**TEXT PROVIDED:**
I would prefer that much more than add an overhead (albeit small) into
the page allocator directly. HWPoison should be a really rare event so
why should everybody pay the price? I would much rather see that the
poison path pays the additional price.

> I know about another downside in current implementation.
> If a hwpoison page is found during high order page allocation,
> all 2^order pages (not only hwpoison page) are removed from
> buddy because of the above quoted code. And these leaked pages
> are never returned to freelist even with unpoison_memory().
> If we have a page removal function which properly splits high order
> free pages into lower order pages, this problem is avoided.

Even more reason to move to a new scheme.

> OTOH PageHWPoison still has a role to report error to userspace.

**TASK DESCRIPTION:** List every sentence that the page allocation thread excerpt quotes from the earlier message, meaning the lines marked with ">".

**Part of a data file:**
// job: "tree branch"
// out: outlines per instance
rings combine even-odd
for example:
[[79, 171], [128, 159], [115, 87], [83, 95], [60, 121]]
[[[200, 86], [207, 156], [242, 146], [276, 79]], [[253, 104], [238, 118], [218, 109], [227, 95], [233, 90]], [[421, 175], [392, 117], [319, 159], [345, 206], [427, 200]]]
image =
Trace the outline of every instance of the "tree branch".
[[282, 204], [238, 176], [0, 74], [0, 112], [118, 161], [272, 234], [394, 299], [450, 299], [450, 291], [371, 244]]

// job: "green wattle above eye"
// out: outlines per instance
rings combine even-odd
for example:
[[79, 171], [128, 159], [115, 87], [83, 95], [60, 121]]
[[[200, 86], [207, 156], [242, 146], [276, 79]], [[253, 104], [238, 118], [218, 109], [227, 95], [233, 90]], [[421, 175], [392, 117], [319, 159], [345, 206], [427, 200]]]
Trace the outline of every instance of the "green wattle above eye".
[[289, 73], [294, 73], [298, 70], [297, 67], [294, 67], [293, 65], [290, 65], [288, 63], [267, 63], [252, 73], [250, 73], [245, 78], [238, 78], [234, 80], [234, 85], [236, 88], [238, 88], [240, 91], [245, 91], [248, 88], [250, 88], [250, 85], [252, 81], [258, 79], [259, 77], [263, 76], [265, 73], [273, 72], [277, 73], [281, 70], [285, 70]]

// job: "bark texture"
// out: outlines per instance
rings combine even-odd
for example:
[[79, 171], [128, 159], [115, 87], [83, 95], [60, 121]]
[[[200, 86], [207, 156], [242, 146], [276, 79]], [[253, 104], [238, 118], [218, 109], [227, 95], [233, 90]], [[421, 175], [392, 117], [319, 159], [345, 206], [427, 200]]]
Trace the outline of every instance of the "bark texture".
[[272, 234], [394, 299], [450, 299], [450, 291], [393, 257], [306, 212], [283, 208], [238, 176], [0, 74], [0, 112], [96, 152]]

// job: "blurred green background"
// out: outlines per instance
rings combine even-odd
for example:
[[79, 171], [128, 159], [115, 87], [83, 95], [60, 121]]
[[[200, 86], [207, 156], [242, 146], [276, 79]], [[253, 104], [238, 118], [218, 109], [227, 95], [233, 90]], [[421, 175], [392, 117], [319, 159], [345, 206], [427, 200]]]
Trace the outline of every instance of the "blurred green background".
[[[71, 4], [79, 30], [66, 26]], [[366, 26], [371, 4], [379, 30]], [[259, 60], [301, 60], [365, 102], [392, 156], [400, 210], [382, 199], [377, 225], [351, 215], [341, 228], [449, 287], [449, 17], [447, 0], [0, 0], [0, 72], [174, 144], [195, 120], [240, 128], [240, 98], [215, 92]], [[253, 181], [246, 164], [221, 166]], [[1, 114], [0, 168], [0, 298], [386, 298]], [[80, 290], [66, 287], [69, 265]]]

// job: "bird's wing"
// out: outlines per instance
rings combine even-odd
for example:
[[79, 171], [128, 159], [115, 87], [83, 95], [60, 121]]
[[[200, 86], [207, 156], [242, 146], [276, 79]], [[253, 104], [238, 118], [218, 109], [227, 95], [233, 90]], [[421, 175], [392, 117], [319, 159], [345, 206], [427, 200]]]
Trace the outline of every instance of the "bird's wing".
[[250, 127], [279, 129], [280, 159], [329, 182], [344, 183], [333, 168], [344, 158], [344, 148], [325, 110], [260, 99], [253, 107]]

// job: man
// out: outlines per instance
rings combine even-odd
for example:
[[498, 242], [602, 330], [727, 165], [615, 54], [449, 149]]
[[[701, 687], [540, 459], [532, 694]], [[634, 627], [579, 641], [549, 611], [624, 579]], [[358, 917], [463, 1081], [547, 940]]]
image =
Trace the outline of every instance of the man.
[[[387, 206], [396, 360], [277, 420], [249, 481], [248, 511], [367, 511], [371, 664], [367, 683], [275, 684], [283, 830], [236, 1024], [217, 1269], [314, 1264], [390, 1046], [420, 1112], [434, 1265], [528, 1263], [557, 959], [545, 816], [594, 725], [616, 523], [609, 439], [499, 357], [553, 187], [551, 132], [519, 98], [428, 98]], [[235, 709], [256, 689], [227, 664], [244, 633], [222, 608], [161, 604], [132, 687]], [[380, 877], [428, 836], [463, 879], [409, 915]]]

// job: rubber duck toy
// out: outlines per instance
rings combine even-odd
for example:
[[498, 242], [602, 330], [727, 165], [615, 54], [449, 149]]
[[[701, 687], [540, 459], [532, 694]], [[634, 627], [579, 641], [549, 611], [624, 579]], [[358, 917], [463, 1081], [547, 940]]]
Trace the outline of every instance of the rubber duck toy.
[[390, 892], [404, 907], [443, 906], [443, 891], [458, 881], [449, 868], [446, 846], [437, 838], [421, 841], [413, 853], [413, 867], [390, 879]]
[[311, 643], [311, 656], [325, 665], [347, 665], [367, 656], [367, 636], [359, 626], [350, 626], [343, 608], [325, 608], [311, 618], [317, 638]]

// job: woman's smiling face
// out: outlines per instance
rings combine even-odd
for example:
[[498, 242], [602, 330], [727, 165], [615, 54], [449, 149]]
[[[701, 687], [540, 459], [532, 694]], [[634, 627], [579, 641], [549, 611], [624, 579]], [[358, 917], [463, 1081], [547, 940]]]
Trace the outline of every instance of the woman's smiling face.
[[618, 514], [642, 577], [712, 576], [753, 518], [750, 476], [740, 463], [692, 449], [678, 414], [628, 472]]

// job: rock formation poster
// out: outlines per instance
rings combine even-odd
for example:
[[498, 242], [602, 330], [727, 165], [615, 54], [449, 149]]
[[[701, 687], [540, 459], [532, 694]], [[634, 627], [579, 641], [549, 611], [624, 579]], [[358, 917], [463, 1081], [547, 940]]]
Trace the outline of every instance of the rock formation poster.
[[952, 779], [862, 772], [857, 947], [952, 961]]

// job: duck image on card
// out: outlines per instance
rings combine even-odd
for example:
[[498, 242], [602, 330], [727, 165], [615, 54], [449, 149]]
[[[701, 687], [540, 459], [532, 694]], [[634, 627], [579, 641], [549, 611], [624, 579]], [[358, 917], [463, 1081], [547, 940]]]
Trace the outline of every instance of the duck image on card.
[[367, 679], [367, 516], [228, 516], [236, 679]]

**REPLY:**
- I know about another downside in current implementation.
- If a hwpoison page is found during high order page allocation, all 2^order pages (not only hwpoison page) are removed from buddy because of the above quoted code.
- And these leaked pages are never returned to freelist even with unpoison_memory().
- If we have a page removal function which properly splits high order free pages into lower order pages, this problem is avoided.
- OTOH PageHWPoison still has a role to report error to userspace.